> _Document text_:
──────────────────────────────

He's also a prolific author of hundreds of articles and 64 books including
his latest one titled "Multinationals on Trial: Foreign Investment
Matters," co-authored with Henry Veltmeyer, and subject of this
review.
Henry Veltmeyer
has collaborated with Petras before on previous books. They include
"Globalization Unmasked," "Social Movements and State
Power," "A System in Crisis" and others. He's Professor
of Sociology and International Development Studies at Saint Mary's University,
Canada and Universidad Autonoma de Zacatecas, Mexico. He's also Editor-in-Chief
of the Canadian Journal of International Development Studies and, like
Petras, is a prolific author of many books and articles focused mainly
on Latin American issues, globalized trade, alternative models and approaches
and progressive social movements.
"Multinationals
on Trial" deals with a core issue of our time - the economic power
of giant corporations, their dominant role as agents and partners of
imperialism, and the way they plunder developing nations. The book is
a powerful indictment of unfettered "free market" capitalism
and how foreign direct investment (FDI) is its main exploitive tool.
Below is a detailed review of its compelling contents.
The authors
state upfront how controversial corporate giants are, especially with
regard to their "type of capital," how they use it operationally,
and "the conditions associated with it." Specifically, the
book deals with foreign direct investment (FDI) and debunks the following
commonly held notions:
-- that it's
"indispensable" to accessing essential financial resources;
-- that it
brings with it "collateral benefits" like "technology
transfers" and job creation; and
-- that overall
it's a "catalyst of development" and thus an "indispensable"
vehicle of growth and way for developing nations to integrate into the
"new world economic order."
Rather than
aiding these nations, the authors call FDI "a mechanism for empire-centred
capital accumulation, a powerful lever for political control and for
reordering the world economy." They offer an alternative approach
in the final chapter, free from FDI imperial bondage.
Chapter 1
- Empire and Imperialism
The oldest
empires go back centuries before the better known ones in ancient Rome,
Persia and the one Alexander the Great built, but the authors deal only
with the modern post-WW II era dominated by the US. Imperial Britain
was shattered, colonialism was unraveling, Soviet Russia was devastated,
and America stood alone as the world's preeminent economic, political
and military superpower with every intention to keep it that way.

──────────────────────────────

> _Actions to take_:
1. Answer these questions using the book review above:
(a) How many books has Petras written?
(b) At which two universities is Henry Veltmeyer a professor?
(c) Which era do the authors deal with in Chapter 1?
2. For each statement, decide whether the book review above agrees with it. Answer yes or no, and quote the words from the review that settle it.
(a) Henry Veltmeyer edits the Canadian Journal of International Development Studies.
(b) The authors present their alternative approach in the first chapter.
(c) Chapter 1 covers the empires of ancient Rome and Persia.
3. Pick up the book review from its final sentence and keep writing.

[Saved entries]
──────────────────────────────

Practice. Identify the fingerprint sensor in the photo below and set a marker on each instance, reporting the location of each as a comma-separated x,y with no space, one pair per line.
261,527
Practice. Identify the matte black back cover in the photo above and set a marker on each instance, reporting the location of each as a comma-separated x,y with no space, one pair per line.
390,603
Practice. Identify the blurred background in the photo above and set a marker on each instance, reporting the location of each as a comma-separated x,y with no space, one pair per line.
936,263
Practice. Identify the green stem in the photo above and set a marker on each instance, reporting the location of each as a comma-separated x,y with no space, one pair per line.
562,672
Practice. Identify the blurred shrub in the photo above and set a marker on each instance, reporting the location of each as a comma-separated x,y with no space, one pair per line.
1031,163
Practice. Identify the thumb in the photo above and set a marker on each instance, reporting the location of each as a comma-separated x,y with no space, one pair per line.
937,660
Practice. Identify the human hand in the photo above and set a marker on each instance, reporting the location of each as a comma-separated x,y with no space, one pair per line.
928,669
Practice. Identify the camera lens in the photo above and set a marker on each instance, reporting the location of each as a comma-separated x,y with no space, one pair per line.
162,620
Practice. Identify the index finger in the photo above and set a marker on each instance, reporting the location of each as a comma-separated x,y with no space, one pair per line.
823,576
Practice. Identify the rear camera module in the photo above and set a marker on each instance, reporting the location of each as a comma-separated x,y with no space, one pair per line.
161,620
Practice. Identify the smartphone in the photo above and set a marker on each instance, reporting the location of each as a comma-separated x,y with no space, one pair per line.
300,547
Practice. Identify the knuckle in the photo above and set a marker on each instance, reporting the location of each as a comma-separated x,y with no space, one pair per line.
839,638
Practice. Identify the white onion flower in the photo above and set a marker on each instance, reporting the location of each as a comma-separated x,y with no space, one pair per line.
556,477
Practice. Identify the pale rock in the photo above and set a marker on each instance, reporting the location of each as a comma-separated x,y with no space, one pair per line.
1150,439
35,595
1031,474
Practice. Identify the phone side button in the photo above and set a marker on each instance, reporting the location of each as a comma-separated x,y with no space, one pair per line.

──────────────────────────────

> _Task results_:
1.
(a) 64 books.
(b) Saint Mary's University, Canada, and Universidad Autonoma de Zacatecas, Mexico.
(c) The modern post-WW II era dominated by the US.

2.
(a) Yes: "He's also Editor-in-Chief of the Canadian Journal of International Development Studies"
(b) No: "They offer an alternative approach in the final chapter, free from FDI imperial bondage."
(c) No: "the authors deal only with the modern post-WW II era dominated by the US."

3.
It did so
going back to when US delegates dominated the Bretton Woods, NH UN Monetary
and Financial Conference to establish a postwar international monetary
system of convertible currencies, fixed exchange rates, free trade,
the US dollar as the world's reserve currency linked to gold, and those
of other nations fixed to the dollar. In addition, an institutional
framework was designed to establish a market-based capital accumulation
process that would ensure (post-war) that newly liberated colonial nations
would pursue capitalist economic development beneficial to the victorious
imperial powers that would soon include the Axis ones as well.
Post-war,
the "US foreign policy establishment" began an unending debate
on how America could stay preeminent and solidify its dominance. It
began with NATO, OECD and other formal alliances with our western European
partners that were "built on the foundation of the transnational
corporation (as the) economic 'shock-troops' of the system." Tactics
varied along the way, but the goals remained unchanged - "to enhance
US hegemony and its domination of the new world order." This requires
having supportive allies and the US public willing to go along with
overseas adventurism like the Bush administration's foreign wars that
became overreach and "a major impediment to empire building."
The authors
state that wherever imperial power is projected in any form it generates
diverse resistance in "every 'popular' sector of 'civil society.'
" They also stress that its "omnipresence" can be a weakness,
not a strength, and may lead to its impotence. This is the condition
of America today under the Bush administration. Its plan for imperial
dominance is in tatters, or as the authors put it, "wishful thinking
or imperial hubris." It failed in the Middle East, Central Asia,
Venezuela and may be unraveling in Pakistan under Musharraf's dictatorship.
The country is a rogue nuclear state in unresolved turmoil that has
a lot to do with deep social unrest and a very unpopular US alliance
in the "war on terror."
Nonetheless,
the US remains strong and resilient, and today's defeats don't spell
its demise or even signal retrenchment. With its power and resources,
it can blunder often as it has in the past, then rebound, and again
go on the attack as its doing in Somalia, continues against Cuba, and
against Hugo Chavez in Venezuela as it seeks a way to oust its Latin
American nemesis despite past failed efforts.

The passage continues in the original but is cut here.